> _Исходный отрывок_
Со вторым «ха-ха-ха» тоже связано немало вопросов. Заскучав в ожидании Таис, Фрасон уходит, приказав Гнафону дождаться ее возвращения. Ироническое замечание по этому поводу отпускает Парменон, который теперь открыто участвует в беседе. Он вроде бы соглашается с тем, что Фрасону нечего здесь делать: не пристало «воителю» появляться на улице с любовницей. Фрасон, чей статус «воителя» весьма сомнителен, понимает, что над ним ёрничают, и напускается на раба («Что говорить с тобою, с обезьяною хозяйскою!»), на что Гнафон снова смеется.
Что же – этот вопрос задает и сам Фрасон – вызывает смех на этот раз? Ответ Фрасона Парменону? Или, быть может, как утверждает сам Гнафон, воспоминание об истории про родосца? Острота про «хозяйскую обезьяну» звучит слишком плоско, и даже такой простак, как Фрасон, не поверит, что она способна кого-то так рассмешить. Допустимо предположить, что его смех все-таки вызван словами Парменона про «воителя», но по понятным причинам Гнафон не может в этом признаться и пускает Фрасону пыль в глаза, говоря, что якобы вспомнил про родосца. Короче говоря, за этим единственным «ха-ха-ха» стоит смех, который можно объяснить тремя разными способами. Должно быть, публике или читателю пьесы (как, собственно, и ее вымышленным героям) доставляло немалое удовольствие взвешивать и сопоставлять различные интерпретации шутки, разгадывая наиболее вероятный повод для веселья [47].

> _Задание 1_
Ответьте на вопросы по отрывку о смехе Гнафона:
(a) Кому Фрасон приказывает дождаться возвращения Таис?
(b) Какими словами Фрасон напускается на раба?
(c) Что, по утверждению самого Гнафона, вызвало его смех?
Отрывок и записи между собой никак не связаны.

Записи о границах фигур:

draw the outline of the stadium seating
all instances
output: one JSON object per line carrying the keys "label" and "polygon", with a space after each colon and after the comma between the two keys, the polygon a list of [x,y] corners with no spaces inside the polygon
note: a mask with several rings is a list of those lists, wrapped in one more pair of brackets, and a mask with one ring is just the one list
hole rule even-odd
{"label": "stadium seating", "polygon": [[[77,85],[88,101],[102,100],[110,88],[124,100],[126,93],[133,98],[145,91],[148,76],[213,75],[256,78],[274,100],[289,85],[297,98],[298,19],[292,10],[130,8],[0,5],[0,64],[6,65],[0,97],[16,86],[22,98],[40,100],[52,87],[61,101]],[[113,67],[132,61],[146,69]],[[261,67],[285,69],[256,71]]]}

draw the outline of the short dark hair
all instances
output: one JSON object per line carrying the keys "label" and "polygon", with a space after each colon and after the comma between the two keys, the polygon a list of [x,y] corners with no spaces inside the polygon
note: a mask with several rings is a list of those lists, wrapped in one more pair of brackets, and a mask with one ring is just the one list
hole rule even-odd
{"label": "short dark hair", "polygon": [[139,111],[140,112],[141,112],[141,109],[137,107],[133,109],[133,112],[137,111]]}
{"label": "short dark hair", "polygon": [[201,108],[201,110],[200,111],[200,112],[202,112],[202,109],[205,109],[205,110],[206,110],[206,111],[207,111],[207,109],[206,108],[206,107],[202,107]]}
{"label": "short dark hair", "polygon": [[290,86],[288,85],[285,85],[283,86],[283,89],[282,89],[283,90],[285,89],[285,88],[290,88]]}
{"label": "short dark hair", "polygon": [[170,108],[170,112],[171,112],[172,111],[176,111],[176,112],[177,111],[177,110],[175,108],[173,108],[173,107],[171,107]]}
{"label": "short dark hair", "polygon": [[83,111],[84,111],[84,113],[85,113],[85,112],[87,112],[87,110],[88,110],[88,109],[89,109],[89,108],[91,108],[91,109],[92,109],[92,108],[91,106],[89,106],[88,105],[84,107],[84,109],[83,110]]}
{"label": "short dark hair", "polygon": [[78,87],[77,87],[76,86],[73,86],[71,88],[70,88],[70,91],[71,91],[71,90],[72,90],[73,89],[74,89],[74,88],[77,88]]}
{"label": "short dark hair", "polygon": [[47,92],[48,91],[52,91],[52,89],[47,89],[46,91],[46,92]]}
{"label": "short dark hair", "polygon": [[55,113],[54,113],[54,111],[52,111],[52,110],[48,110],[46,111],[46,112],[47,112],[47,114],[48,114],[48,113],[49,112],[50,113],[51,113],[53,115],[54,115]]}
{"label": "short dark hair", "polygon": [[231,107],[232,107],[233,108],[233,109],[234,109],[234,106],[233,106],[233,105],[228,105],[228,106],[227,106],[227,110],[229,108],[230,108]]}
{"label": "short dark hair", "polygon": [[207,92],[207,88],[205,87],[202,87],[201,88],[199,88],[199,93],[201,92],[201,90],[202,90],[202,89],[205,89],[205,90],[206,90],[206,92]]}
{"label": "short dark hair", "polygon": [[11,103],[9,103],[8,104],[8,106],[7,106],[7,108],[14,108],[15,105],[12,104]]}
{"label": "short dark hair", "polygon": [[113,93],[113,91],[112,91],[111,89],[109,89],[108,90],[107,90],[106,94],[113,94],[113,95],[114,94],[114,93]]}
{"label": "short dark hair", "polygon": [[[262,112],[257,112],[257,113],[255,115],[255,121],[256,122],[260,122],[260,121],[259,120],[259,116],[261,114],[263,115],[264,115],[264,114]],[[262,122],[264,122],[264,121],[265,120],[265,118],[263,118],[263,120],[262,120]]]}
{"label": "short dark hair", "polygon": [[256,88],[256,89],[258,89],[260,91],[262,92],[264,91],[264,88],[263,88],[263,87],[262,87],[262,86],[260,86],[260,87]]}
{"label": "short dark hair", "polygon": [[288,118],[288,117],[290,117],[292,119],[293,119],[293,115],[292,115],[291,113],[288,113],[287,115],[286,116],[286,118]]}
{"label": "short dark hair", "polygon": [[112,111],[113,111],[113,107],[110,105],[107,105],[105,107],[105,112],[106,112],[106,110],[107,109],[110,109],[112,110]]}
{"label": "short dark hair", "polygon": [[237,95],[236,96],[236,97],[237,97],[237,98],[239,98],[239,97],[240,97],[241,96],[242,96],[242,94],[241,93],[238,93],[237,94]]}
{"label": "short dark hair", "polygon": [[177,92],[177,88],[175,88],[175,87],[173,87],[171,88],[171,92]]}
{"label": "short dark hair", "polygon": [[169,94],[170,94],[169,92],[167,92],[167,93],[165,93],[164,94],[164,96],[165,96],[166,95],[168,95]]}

> _Задание 2_
Пожалуйста, перечислите все строки записей, где встречается слово «outline». Регистр букв учитывается.

> _Полный ответ 1_
(a) Гнафону.
(b) «Что говорить с тобою, с обезьяною хозяйскою!»
(c) Воспоминание об истории про родосца.

> _Полный ответ 2_
draw the outline of the stadium seating
draw the outline of the short dark hair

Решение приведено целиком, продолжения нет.